# [Textauszug]
- - -
Der Denkmalschutz feiert Geburtstag. Feiert? Die Kassen sind leer, ebenso viele Baudenkmäler in strukturschwachen Regionen. Andernorts füllt der Bauboom Lücken, die es noch gar nicht gibt. Beispiel München: Wir zeigen, wo es gerade mächtig an die Substanz geht.

Von: Michael Kubitza

Stand: 04.11.2013 | Archiv

Historisches München | Bild: Bayerisches Landesamt für Denkmalpflege

"Das Deml muss bleiben": In Harlaching laufen die Nachbarn gegen den Abriss eines Kaffeehauses aus den 1920er-Jahren Sturm. Zur gleichen Zeit wehren sich auf der Petitionsplattform change.org mehr als 3.300 Menschen dagegen, dass die Villa des Münchner Literaturnobelpreisträgers Paul Heyse bis zur Unkenntlichkeit umgebaut wird. Zwei Beispiele von vielen. Sind das jetzt Wutbürger? Und was macht eigentlich der Denkmalschutz?

Geburtstagsfeier mit leeren Kassen

Der feiert 2013 Jubiläum - mit einer eher sparsamen Ausstellung seines Wirkens in der Blumenstraße 19. 1973 hatte der CSU-Abgeordnete Erich Schosser seiner widerstrebenden Regierung ein neues Landesamt mit eigenem Budget und eigenen Richtlinien abgerungen. 40 Jahre später ist die Stimmung ist durchwachsen.

Einer steigenden Zahl an Denkmälern und wachsendem Bewusstsein in der Bevölkerung steht ein schrumpfender Etat gegenüber. Seit 1990, rechnet Bayerns Generalkonservator Egon Greipl vor, "bewegen sich die operativen Mittel des Landesamtes für Denkmalpflege im Sturzflug nach unten."

Von 1990 bis 2007 sackten die Zuschüsse von 23 auf drei Millionen. Der Doppelhaushalt 2013/2014 ist zumindest wieder zweistellig. Zehn Millionen Euro stehen dem Landesamt für 112.000 Bau- und Kunstdenkmäler und 890 Ensembles zur Verfügung. 3.000 Denkmäler stehen - vor allem in ländlichen Regionen - leer, andere wiederum unter massivem "Entwicklungsdruck". (Autor: Micheal Kubitza)

Denkmalschutz: Wenn der Unter den Ober sticht

Die Idee, das BLfD könnte den Erhalt aller gebauten Kulturgüter gewährleisten, wird durch diese Zahlen ebenso ad absurdum geführt wie die verbreitete Vorstellung, die Behörde unterhielte ein Heer von "Denkmal-Cops", die auf der Suche nach Kulturfrevlern durch Bayern streifen und einschreiten. Das ist auch nicht ihr Job.

Egon Greipl: "Wir haben die Aufgabe, fachlich zu beraten. Die denkmalrechtliche Erlaubnis zu Abriss und Neubau erteilt jedoch die Untere Denkmalschutzbehörde. Im Fall Münchens ist dies die Landeshauptstadt." Nicht zufällig findet die Ausstellung am Sitz der Münchner Lokalbaukommission statt. Die größte Baugenehmigungsbehörde Deutschlands hat im Interessengeflecht von Eigentümern und Investoren, Natur- und Denkmalschützern, Mietern und Nachbarn das letzte Wort.
- - -
# [Übungsaufgabe 1]
Wie sieht der Abschnitt der Auflistung von der Zeile mit „Whereabouts in the picture above is the chrome“ bis einschließlich zum Ende der Auflistung aus, wenn man ihn ohne Leerzeilen in eine nummerierte Liste umformt?

# [Übungsdaten]
- - -
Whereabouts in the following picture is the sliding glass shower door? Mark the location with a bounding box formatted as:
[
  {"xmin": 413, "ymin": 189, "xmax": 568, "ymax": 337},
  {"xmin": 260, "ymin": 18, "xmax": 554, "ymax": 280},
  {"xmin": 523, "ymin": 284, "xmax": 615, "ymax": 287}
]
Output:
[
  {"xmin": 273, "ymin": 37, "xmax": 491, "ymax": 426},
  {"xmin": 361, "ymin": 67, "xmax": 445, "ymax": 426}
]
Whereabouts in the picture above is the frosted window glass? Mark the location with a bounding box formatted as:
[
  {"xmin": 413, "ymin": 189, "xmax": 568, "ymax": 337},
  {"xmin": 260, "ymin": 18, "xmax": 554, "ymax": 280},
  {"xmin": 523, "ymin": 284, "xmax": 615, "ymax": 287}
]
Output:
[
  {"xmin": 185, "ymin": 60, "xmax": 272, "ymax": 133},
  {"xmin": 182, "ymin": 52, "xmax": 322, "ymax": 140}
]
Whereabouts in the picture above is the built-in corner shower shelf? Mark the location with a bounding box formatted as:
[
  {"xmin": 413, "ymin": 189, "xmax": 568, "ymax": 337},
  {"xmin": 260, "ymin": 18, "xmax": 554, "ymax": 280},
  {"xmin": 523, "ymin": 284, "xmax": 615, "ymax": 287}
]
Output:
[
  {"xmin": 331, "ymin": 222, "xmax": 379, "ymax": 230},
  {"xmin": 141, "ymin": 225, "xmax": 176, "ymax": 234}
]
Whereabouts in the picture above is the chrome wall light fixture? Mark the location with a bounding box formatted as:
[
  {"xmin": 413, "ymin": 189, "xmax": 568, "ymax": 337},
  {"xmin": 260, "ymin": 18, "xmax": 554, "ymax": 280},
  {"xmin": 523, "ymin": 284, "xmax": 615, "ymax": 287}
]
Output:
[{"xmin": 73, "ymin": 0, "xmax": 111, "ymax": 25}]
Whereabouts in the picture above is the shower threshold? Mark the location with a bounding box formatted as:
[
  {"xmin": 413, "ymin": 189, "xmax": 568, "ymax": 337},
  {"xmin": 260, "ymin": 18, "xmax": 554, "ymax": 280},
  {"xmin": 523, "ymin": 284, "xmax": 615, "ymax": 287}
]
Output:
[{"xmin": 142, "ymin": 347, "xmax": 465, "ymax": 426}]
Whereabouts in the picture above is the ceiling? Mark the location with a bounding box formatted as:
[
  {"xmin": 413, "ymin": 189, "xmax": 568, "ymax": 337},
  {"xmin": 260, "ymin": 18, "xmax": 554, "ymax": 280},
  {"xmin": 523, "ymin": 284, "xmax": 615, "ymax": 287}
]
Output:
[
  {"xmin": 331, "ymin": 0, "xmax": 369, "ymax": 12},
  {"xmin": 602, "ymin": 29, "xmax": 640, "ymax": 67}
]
- - -
# [Übungsaufgabe 2]
Fragen zum Textauszug über den Denkmalschutz in München:
(a) Wie viele Menschen wehren sich auf change.org gegen den Umbau der Villa von Paul Heyse?
(b) Wie viel Geld steht dem Landesamt im Doppelhaushalt 2013/2014 zur Verfügung?
(c) Welche Behörde erteilt laut Egon Greipl die denkmalrechtliche Erlaubnis zu Abriss und Neubau?

# [Lösung 1]
1. Whereabouts in the picture above is the chrome wall light fixture? Mark the location with a bounding box formatted as:
2. [
3.   {"xmin": 413, "ymin": 189, "xmax": 568, "ymax": 337},
4.   {"xmin": 260, "ymin": 18, "xmax": 554, "ymax": 280},
5.   {"xmin": 523, "ymin": 284, "xmax": 615, "ymax": 287}
6. ]
7. Output:
8. [{"xmin": 73, "ymin": 0, "xmax": 111, "ymax": 25}]
9. Whereabouts in the picture above is the shower threshold? Mark the location with a bounding box formatted as:
10. [
11.   {"xmin": 413, "ymin": 189, "xmax": 568, "ymax": 337},
12.   {"xmin": 260, "ymin": 18, "xmax": 554, "ymax": 280},
13.   {"xmin": 523, "ymin": 284, "xmax": 615, "ymax": 287}
14. ]
15. Output:
16. [{"xmin": 142, "ymin": 347, "xmax": 465, "ymax": 426}]
17. Whereabouts in the picture above is the ceiling? Mark the location with a bounding box formatted as:
18. [
19.   {"xmin": 413, "ymin": 189, "xmax": 568, "ymax": 337},
20.   {"xmin": 260, "ymin": 18, "xmax": 554, "ymax": 280},
21.   {"xmin": 523, "ymin": 284, "xmax": 615, "ymax": 287}
22. ]
23. Output:
24. [
25.   {"xmin": 331, "ymin": 0, "xmax": 369, "ymax": 12},
26.   {"xmin": 602, "ymin": 29, "xmax": 640, "ymax": 67}
27. ]

# [Lösung 2]
(a) Mehr als 3.300 Menschen.
(b) Zehn Millionen Euro.
(c) Die Untere Denkmalschutzbehörde, im Fall Münchens die Landeshauptstadt.